TASK TO CARRY OUT:
Every line from the one with "Place one keypoint on each instance of the woman's shoulder" to the end of the data needs to be copied exactly, and no line before it.

DATA EXTRACT:
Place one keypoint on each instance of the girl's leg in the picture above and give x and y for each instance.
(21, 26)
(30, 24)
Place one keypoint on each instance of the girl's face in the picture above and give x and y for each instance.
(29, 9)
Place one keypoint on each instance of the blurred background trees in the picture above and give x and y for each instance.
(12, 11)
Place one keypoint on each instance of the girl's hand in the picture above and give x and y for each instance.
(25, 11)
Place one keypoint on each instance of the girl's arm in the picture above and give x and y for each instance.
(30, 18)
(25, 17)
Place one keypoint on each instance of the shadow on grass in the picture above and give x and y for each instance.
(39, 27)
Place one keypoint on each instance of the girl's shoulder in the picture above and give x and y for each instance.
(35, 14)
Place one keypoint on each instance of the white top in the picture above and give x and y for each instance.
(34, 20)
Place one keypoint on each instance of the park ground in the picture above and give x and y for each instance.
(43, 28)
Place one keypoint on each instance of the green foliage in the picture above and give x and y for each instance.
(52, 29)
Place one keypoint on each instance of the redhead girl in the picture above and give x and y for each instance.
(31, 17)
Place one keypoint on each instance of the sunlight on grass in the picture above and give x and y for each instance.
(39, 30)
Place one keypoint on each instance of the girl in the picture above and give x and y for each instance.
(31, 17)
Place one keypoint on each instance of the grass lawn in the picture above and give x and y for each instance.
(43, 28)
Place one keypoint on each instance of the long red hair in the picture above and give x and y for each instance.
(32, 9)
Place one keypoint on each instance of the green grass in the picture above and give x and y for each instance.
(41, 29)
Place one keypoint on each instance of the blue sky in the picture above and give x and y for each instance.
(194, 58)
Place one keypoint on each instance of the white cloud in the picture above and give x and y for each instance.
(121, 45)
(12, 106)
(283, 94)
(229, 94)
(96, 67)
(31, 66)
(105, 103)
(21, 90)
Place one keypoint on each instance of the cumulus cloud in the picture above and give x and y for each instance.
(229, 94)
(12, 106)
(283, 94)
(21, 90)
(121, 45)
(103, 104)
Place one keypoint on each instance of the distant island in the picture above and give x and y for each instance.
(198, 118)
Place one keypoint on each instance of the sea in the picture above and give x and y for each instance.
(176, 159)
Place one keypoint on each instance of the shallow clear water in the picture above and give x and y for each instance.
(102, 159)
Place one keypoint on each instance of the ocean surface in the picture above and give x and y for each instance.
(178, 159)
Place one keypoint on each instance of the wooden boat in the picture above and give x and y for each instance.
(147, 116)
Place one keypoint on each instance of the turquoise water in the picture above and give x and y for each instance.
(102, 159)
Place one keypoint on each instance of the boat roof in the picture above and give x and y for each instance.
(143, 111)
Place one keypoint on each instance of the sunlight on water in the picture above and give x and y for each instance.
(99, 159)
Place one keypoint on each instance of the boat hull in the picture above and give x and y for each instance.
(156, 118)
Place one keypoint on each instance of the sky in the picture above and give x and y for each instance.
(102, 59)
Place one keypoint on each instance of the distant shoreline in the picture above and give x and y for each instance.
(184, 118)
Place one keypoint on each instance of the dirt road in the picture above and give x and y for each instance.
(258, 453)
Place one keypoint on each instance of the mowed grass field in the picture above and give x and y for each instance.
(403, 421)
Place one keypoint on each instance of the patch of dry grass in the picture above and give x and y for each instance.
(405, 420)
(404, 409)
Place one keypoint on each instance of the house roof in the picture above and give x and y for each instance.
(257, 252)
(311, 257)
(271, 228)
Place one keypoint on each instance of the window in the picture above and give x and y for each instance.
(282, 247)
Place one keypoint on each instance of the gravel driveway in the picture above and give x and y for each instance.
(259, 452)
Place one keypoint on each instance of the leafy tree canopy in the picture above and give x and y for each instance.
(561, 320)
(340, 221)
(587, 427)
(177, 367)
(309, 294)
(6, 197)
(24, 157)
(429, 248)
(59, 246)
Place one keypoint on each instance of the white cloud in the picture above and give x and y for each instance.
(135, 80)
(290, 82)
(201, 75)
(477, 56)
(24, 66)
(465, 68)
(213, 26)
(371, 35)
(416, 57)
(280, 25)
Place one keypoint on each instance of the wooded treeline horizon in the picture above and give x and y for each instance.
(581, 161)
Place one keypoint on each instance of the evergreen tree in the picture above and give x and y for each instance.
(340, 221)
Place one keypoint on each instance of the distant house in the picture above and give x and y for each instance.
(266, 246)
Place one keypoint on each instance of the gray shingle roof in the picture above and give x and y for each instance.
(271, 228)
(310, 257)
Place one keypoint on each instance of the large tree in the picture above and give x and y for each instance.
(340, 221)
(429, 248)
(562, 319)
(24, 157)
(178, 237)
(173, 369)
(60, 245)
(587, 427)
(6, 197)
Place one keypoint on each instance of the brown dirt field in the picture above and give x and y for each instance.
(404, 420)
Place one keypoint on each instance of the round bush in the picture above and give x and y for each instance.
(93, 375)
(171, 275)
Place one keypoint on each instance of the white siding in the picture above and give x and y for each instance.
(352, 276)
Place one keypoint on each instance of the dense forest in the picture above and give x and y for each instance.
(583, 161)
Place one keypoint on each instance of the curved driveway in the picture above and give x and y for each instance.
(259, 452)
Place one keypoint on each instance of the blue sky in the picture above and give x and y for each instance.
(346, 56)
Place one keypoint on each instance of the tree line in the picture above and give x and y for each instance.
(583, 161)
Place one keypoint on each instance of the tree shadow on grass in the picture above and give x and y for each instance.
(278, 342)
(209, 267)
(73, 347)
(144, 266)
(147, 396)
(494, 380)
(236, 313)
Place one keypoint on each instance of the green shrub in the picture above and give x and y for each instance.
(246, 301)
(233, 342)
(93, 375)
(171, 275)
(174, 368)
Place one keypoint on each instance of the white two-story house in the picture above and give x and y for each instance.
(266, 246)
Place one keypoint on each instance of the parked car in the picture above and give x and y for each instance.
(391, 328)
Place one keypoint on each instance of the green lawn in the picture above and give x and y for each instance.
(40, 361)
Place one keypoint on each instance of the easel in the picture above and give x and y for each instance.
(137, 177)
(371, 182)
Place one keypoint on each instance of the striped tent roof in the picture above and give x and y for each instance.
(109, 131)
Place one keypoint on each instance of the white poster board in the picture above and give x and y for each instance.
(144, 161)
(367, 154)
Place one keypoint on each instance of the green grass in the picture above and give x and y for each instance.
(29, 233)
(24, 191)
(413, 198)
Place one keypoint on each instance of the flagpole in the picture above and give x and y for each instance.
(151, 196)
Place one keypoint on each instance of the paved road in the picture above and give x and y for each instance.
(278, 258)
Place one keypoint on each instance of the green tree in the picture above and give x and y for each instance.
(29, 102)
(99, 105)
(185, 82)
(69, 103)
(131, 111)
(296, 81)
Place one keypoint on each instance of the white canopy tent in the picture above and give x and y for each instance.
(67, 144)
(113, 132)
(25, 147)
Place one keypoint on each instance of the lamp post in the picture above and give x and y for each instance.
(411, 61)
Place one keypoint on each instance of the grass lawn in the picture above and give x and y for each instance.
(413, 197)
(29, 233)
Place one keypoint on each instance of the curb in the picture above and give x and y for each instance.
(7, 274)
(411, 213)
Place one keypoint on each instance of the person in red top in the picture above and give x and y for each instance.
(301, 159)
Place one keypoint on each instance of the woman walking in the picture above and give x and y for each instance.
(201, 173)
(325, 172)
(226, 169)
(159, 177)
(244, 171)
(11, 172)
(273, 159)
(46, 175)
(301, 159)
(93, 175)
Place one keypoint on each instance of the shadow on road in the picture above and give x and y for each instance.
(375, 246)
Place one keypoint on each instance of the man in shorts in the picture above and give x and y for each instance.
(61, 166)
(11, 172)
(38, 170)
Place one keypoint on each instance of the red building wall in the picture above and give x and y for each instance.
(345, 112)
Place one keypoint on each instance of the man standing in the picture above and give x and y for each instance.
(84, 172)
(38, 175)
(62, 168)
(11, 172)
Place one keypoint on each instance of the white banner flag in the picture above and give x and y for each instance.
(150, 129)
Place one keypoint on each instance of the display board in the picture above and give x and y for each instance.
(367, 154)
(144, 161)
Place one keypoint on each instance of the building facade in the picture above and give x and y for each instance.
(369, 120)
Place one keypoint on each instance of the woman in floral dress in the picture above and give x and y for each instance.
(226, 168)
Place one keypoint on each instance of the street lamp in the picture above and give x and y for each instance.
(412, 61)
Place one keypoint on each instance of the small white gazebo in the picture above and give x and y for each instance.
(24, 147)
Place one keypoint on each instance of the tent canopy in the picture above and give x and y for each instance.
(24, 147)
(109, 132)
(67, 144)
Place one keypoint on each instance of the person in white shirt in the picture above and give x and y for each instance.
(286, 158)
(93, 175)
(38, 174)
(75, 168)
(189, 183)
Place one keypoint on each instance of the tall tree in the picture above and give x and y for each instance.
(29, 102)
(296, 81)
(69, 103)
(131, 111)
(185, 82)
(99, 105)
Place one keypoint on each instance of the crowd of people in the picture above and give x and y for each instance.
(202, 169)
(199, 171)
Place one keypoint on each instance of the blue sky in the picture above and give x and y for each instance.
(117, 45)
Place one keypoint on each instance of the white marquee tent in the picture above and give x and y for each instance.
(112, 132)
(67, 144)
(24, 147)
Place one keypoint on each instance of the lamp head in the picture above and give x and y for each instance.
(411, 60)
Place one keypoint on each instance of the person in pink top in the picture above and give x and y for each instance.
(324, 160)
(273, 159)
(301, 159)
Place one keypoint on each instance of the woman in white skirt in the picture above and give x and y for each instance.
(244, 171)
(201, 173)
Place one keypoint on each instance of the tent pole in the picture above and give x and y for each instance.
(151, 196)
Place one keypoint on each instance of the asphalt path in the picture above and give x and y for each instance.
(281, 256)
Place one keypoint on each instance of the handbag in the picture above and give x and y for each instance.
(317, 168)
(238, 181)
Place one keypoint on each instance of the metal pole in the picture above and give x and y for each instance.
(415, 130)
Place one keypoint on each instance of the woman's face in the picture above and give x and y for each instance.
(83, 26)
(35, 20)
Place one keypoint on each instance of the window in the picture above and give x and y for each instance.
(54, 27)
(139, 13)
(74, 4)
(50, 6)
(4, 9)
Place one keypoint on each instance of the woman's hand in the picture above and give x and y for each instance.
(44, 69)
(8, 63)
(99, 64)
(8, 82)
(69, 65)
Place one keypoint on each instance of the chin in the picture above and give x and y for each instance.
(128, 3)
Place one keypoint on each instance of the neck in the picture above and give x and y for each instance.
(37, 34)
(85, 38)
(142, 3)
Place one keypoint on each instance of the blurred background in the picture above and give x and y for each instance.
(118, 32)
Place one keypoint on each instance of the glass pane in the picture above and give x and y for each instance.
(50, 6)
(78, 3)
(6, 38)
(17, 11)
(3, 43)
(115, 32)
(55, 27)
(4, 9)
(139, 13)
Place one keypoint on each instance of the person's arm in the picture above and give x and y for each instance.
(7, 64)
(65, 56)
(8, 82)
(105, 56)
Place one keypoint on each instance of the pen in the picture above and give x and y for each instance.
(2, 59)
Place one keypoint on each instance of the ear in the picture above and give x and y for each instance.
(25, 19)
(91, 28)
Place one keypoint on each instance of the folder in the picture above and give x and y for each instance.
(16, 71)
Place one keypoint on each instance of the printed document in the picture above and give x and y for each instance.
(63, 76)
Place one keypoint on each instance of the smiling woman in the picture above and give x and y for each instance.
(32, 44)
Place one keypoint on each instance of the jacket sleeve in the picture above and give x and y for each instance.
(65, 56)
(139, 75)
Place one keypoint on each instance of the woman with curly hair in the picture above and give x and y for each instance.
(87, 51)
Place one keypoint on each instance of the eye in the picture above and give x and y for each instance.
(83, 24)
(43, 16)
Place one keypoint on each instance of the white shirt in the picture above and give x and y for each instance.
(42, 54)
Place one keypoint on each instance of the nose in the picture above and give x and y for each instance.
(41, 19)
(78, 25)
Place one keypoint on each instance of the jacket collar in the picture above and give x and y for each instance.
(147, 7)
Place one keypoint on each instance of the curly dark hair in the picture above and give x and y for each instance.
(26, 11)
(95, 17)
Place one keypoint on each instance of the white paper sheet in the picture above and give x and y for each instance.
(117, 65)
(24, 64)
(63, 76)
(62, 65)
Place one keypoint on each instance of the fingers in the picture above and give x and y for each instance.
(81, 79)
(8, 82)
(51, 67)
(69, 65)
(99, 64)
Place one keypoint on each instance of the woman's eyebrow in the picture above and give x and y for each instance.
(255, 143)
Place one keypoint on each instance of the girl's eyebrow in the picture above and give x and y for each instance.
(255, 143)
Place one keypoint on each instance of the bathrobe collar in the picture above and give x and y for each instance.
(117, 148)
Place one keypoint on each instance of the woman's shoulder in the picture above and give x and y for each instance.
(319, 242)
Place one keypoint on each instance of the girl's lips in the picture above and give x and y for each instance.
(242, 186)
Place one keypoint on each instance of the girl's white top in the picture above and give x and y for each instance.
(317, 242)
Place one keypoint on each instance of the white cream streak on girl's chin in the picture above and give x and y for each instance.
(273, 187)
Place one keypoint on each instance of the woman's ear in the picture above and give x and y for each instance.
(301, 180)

ANSWER TO THIS PROBLEM:
Place one keypoint on each instance of the woman's shoulder in the picture above and give x and y for each instance.
(319, 242)
Place one keypoint on each instance of the girl's lips in the picture above and give x and y for each instance.
(242, 186)
Place one keypoint on each instance of the girl's white top in the picture above and give x and y for each instance.
(317, 242)
Place one keypoint on each instance of the white cream streak on girl's chin in the picture above and give x and y for each instance.
(273, 187)
Place one keypoint on each instance of the woman's ear in the picture above and give x and y for each instance.
(301, 180)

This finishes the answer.